TEXT:
%%

# The biggest lathe I have ever seen!



## konnon6 (Jan 25, 2012)

I was down in Mexico getting some leatherwork done, when I herd this load thumping noise!
This guy had a huge 40 foot give or take an inch tree trunk he was turning using an old tractor
cut in half The counter weight was a ten foot by four concrete block!
I stopped by the next day and it looked beautiful! and he ownly used chainsaws!
Anybody know of one bigger?


----------



## waho6o9 (May 6, 2011)




----------



## Picklehead (Feb 12, 2013)

Gonna need one big ass dust collector!


----------



## WillliamMSP (Jan 3, 2014)

Someone really likes their Lucky Charms.


----------



## HerbC (Jul 28, 2010)

Well, they say if there's no pictures, it didn't happen.


----------



## BurlyBob (Mar 13, 2012)

Maybe it's a cereal bowl for the Jolly Green Giant!


----------



## konnon6 (Jan 25, 2012)

I like it! But its still not as long as the one I saw.


----------



## Racer2007 (Jan 13, 2011)

It is a swimming pool for his kids.


----------



## Bonka (Apr 13, 2012)

At last. One bigger than mine.

%%

SET TASK 1:
Retype a passage from the lathe thread, beginning at the words "This guy had" and stopping after "four concrete block!".
SET TASK 2:
Do these statements agree with the lathe thread? Answer yes or no for each, quoting the words that decide it.
(a) The tree trunk was turned using an old tractor cut in half.
(b) The counterweight was a steel plate.
(c) Only hand chisels were used to shape the trunk.
SET TASK 3:
What comes after the final post in the forum thread about the giant lathe? Write the next posts.

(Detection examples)
%%

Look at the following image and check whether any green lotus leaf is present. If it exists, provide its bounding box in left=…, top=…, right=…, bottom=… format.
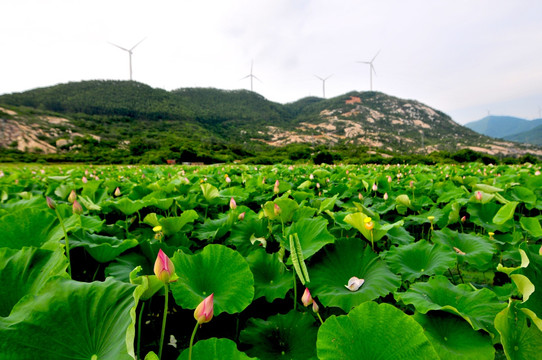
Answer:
left=70, top=231, right=138, bottom=263
left=510, top=186, right=536, bottom=209
left=395, top=276, right=506, bottom=334
left=171, top=244, right=254, bottom=315
left=177, top=338, right=254, bottom=360
left=386, top=240, right=456, bottom=282
left=0, top=208, right=58, bottom=250
left=283, top=216, right=335, bottom=260
left=49, top=214, right=105, bottom=241
left=0, top=247, right=68, bottom=317
left=309, top=238, right=401, bottom=312
left=239, top=310, right=317, bottom=360
left=225, top=209, right=269, bottom=257
left=433, top=228, right=497, bottom=271
left=518, top=243, right=542, bottom=319
left=105, top=252, right=153, bottom=282
left=0, top=278, right=141, bottom=360
left=495, top=301, right=542, bottom=360
left=519, top=216, right=542, bottom=239
left=413, top=311, right=495, bottom=360
left=316, top=301, right=439, bottom=360
left=158, top=210, right=199, bottom=235
left=493, top=201, right=519, bottom=225
left=246, top=248, right=293, bottom=302
left=467, top=202, right=511, bottom=232
left=472, top=184, right=504, bottom=194
left=344, top=212, right=403, bottom=242
left=263, top=198, right=299, bottom=223
left=111, top=197, right=147, bottom=215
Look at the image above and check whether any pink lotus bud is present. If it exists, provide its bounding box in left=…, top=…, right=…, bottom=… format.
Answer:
left=154, top=249, right=177, bottom=284
left=45, top=196, right=56, bottom=210
left=301, top=288, right=313, bottom=307
left=68, top=190, right=77, bottom=204
left=72, top=200, right=83, bottom=215
left=194, top=294, right=214, bottom=325
left=273, top=180, right=279, bottom=194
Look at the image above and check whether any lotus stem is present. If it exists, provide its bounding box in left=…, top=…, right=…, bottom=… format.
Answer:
left=292, top=270, right=297, bottom=311
left=55, top=208, right=72, bottom=279
left=316, top=313, right=324, bottom=325
left=137, top=301, right=145, bottom=359
left=188, top=322, right=199, bottom=360
left=158, top=283, right=169, bottom=359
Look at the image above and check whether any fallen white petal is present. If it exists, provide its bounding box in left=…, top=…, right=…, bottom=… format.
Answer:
left=344, top=276, right=365, bottom=291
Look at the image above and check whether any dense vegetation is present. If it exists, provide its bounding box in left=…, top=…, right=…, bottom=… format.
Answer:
left=0, top=81, right=536, bottom=164
left=0, top=163, right=542, bottom=360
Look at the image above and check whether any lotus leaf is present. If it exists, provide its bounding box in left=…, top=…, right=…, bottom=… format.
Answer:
left=239, top=310, right=317, bottom=360
left=316, top=301, right=439, bottom=360
left=177, top=338, right=254, bottom=360
left=395, top=276, right=506, bottom=334
left=171, top=244, right=254, bottom=316
left=413, top=311, right=495, bottom=360
left=309, top=238, right=401, bottom=312
left=386, top=240, right=456, bottom=282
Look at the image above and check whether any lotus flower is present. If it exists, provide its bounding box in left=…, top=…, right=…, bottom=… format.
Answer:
left=273, top=180, right=279, bottom=194
left=363, top=216, right=375, bottom=231
left=344, top=276, right=365, bottom=291
left=301, top=288, right=314, bottom=307
left=72, top=200, right=83, bottom=215
left=68, top=190, right=77, bottom=204
left=194, top=294, right=214, bottom=325
left=45, top=196, right=56, bottom=210
left=154, top=249, right=178, bottom=284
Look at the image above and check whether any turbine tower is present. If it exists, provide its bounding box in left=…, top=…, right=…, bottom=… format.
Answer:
left=358, top=50, right=380, bottom=91
left=110, top=38, right=145, bottom=81
left=314, top=74, right=333, bottom=99
left=241, top=60, right=261, bottom=91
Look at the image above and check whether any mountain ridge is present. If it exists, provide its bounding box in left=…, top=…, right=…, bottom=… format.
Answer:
left=0, top=80, right=542, bottom=162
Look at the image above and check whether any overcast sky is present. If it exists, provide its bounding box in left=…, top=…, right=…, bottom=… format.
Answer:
left=0, top=0, right=542, bottom=124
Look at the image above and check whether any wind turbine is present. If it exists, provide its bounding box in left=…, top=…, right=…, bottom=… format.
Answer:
left=110, top=38, right=146, bottom=81
left=241, top=60, right=261, bottom=91
left=314, top=74, right=333, bottom=99
left=358, top=50, right=380, bottom=91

%%

RESPONSE 1:
This guy had a huge 40 foot give or take an inch tree trunk he was turning using an old tractor
cut in half The counter weight was a ten foot by four concrete block!

RESPONSE 2:
(a) Yes: "using an old tractor cut in half"
(b) No: "The counter weight was a ten foot by four concrete block!"
(c) No: "he ownly used chainsaws!"

RESPONSE 3:
----------



## Underdog (Oct 29, 2012)

http://wwideas.com/2014/11/the-biggest-wooden-bowl/ 
Here's the information on the bowl picture shown above.


----------



## 280305 (Sep 28, 2008)

This could come in handy. I try to limit myself to two bowls of ice cream per week.


----------



## marshallLaw (Mar 17, 2016)

PopCorn for binge watching your favorite shows!


----------



## SawyerRob (Feb 8, 2016)

That's a big bowl, it looks bigger than this one,










SR


----------



## oldnovice (Mar 7, 2009)

Wasn't there a video on that BIG lathe!


----------



## helluvawreck (Jul 21, 2010)

That is amazing.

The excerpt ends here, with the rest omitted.